What you should do:
Restate the material below word for word, from its first line to its last.

Information provided:
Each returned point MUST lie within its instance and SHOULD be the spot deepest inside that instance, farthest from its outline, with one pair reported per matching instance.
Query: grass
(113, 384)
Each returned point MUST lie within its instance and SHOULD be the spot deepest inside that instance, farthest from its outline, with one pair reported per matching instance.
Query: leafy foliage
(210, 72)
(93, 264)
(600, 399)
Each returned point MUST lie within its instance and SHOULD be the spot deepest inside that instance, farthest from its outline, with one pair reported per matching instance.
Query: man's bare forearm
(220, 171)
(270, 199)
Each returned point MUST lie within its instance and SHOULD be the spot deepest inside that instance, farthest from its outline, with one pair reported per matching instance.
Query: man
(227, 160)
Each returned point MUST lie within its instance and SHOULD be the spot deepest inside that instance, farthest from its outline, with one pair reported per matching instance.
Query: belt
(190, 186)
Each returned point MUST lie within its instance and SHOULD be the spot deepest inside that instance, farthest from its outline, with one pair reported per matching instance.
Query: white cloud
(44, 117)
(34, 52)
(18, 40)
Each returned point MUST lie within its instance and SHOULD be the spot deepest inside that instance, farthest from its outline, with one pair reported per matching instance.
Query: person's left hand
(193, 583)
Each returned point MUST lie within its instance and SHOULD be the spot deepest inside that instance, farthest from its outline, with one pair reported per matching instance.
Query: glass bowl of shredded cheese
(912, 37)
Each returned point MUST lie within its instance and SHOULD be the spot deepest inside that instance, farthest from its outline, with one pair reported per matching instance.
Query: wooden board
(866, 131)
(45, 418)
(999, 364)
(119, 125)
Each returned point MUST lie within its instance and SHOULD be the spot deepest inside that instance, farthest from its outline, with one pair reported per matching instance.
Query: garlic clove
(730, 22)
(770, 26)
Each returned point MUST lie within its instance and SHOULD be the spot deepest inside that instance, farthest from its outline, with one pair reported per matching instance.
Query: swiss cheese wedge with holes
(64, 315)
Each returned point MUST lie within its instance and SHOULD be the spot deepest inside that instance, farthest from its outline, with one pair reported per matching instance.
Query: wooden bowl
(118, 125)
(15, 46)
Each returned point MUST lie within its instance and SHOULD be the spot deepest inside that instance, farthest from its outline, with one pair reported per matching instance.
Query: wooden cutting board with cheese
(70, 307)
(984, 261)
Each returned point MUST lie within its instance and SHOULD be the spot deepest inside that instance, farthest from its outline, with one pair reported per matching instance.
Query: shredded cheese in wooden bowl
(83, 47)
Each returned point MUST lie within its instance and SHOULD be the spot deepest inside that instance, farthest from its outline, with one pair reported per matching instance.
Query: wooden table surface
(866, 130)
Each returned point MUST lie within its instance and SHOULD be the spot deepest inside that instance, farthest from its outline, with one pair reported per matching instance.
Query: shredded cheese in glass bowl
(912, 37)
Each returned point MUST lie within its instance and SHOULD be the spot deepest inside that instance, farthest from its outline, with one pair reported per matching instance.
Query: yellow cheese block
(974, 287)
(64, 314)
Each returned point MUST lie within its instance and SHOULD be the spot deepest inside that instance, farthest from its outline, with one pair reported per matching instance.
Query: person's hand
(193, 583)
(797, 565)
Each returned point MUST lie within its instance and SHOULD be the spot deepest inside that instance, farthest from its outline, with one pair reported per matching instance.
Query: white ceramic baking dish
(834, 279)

Final answer:
Each returned point MUST lie within its instance and SHOULD be the spot deepest inside that instance, farthest from its outline, with one pair reported per matching instance.
Query: grass
(113, 384)
Each returned point MUST lie within its instance and SHOULD be the spot deepest inside that instance, farthest from its outline, with one pair reported per matching instance.
Query: leafy foliage
(210, 72)
(93, 264)
(600, 399)
Each returned point MUST lie within its instance and SHOULD be the spot deepest inside that instance, farthest from its outline, with one pair reported per matching instance.
Query: man's bare forearm
(220, 171)
(270, 199)
Each returned point MUST lie within its instance and SHOULD be the spot deepest inside that instance, farthest from its outline, with one pair reported per matching instance.
Query: man
(227, 160)
Each returned point MUST lie within its instance and SHOULD be the spot deepest inside that instance, farthest from its outline, with one pair reported per matching instance.
Query: belt
(190, 186)
Each returned point MUST lie within its instance and SHOULD be the spot deepest inside that instance, farthest from its outline, with one pair reported per matching instance.
Query: white cloud
(44, 117)
(34, 52)
(18, 40)
Each returned point MUST lie within its instance and SHOULD be the spot deepest inside that instance, farthest from its outline, with one pair reported per matching instance.
Query: person's left hand
(193, 583)
Each returned point MUST lie within its instance and SHOULD be the spot deepest inside that instance, farthest from its outline, with one pair reported per matching instance.
Query: glass bowl of shredded cheese
(912, 37)
Each returned point MUST lie within its instance and SHOULD be the spot deepest inside that instance, farthest from its outline, with one pair reported per matching instance.
Query: wooden board
(866, 131)
(45, 418)
(999, 364)
(119, 125)
Each returned point MUST lie within its instance and SHOULD be the spot deepest inside that instance, farthest from its outline, with one pair reported per matching instance.
Query: garlic clove
(730, 22)
(770, 26)
Each returned point MUST lie within its instance and SHOULD be the spot deepest inside that instance, farthest from its outline, with one pair reported per matching instance.
Query: swiss cheese wedge with holes
(64, 315)
Each returned point MUST lie within its instance and SHOULD be the spot deepest inside that instance, farthest from its outline, with one pair reported per matching instance.
Query: wooden bowl
(118, 125)
(15, 46)
Each returned point MUST lie within its instance and SHOULD be the spot deepest inside that instance, farthest from its outline, with one pair reported per matching instance.
Query: wooden cutting board with cheese
(70, 307)
(984, 261)
Each returned point MUST lie within its instance and SHOULD be the spot deepest inside that instance, farthest from its outline, with one pair reported per matching instance.
Query: shredded cheese in wooden bowl
(83, 47)
Each returned point MUST lie within its instance and SHOULD be the spot deepest inside that instance, farthest from its outline, with one pair reported per matching instance.
Query: wooden table surface
(866, 130)
Each returned point MUST lie within its instance and SHOULD be the spot deepest inside that instance, farthest from its outline, with one pair reported per matching instance.
Query: shredded cheese in glass bowl
(912, 37)
Each returned point MUST lie within its instance and SHOULD be the spot deepest inside that instance, farthest from its outline, with one pair reported per matching instance.
Query: yellow cheese block
(974, 287)
(64, 314)
Each returned point MUST lie within its instance and SHOULD be the spot deepest inside that instance, farthest from its outline, with one pair reported per matching instance.
Query: person's hand
(193, 583)
(797, 565)
Each returned point MUST lie within its instance and SHOULD be the spot deepest inside that instance, farthest from its outline, with one pair reported per matching instance.
Query: white ceramic baking dish
(834, 279)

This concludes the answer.